### CON ESTA INFORMACIÓN
1 > Transcriba del texto, sin alteración alguna, el fragmento que va desde "Es el tema de" hasta "aparecer una contradicción.", ambos incluidos.
2 > Resuma el texto en dos oraciones.

### TEXTO PROPORCIONADO
++++++++

Mejor "adiós" que llanto

Es el tema de los últimos días, con permiso de la formación de gobierno. El tema de corrillos, el tema del llamado periodismo de corazón. Puede parecer frívolo pero yo creo que no es ninguna tontería. Porque una ruptura siempre es dolorosa y esta encierra algunas claves que me hacen pensar, en esta nueva entrada de mi blog El roperito, ese que creé para que lo superficial apareciera con toda su blanca ligereza amable y, quién sabe, también profunda, aunque pueda aparecer una contradicción.

++++++++

### MATERIAL MOSTRADO
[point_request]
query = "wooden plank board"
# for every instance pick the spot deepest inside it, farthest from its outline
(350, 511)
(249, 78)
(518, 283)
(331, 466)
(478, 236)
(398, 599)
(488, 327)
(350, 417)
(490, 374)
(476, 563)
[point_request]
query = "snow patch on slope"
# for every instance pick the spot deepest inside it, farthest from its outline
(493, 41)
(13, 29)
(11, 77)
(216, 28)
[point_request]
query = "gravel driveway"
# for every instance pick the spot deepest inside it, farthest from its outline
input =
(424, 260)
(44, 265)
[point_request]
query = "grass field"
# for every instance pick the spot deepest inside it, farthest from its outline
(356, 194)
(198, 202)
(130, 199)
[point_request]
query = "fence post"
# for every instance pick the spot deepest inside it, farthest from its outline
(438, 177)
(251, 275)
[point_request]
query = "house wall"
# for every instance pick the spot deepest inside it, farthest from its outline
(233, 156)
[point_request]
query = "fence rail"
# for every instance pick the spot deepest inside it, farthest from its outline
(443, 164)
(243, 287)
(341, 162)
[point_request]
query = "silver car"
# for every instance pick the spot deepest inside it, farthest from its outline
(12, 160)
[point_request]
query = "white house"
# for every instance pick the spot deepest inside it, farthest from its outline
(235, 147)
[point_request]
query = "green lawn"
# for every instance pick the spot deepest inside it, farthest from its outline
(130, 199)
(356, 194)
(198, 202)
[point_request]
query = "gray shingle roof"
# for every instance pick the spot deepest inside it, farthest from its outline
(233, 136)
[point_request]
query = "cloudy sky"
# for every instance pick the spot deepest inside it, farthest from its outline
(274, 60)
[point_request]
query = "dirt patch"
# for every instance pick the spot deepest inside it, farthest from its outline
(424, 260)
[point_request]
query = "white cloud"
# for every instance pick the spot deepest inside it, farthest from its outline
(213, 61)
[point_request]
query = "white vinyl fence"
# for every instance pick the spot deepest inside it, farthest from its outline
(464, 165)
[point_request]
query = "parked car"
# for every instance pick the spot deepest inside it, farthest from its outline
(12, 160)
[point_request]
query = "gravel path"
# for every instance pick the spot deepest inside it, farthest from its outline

++++++++

### RESPUESTAS
1 >
Es el tema de los últimos días, con permiso de la formación de gobierno. El tema de corrillos, el tema del llamado periodismo de corazón. Puede parecer frívolo pero yo creo que no es ninguna tontería. Porque una ruptura siempre es dolorosa y esta encierra algunas claves que me hacen pensar, en esta nueva entrada de mi blog El roperito, ese que creé para que lo superficial apareciera con toda su blanca ligereza amable y, quién sabe, también profunda, aunque pueda aparecer una contradicción.

2 > El texto presenta una ruptura como el tema de los últimos días, solo por detrás de la formación de gobierno, y sostiene que, aunque pueda parecer frívolo, no es ninguna tontería, porque toda ruptura es dolorosa y esta encierra claves que invitan a pensar. Esa reflexión se ofrece en una nueva entrada del blog El roperito, creado para que lo superficial aparezca con una ligereza amable y quizá también profunda.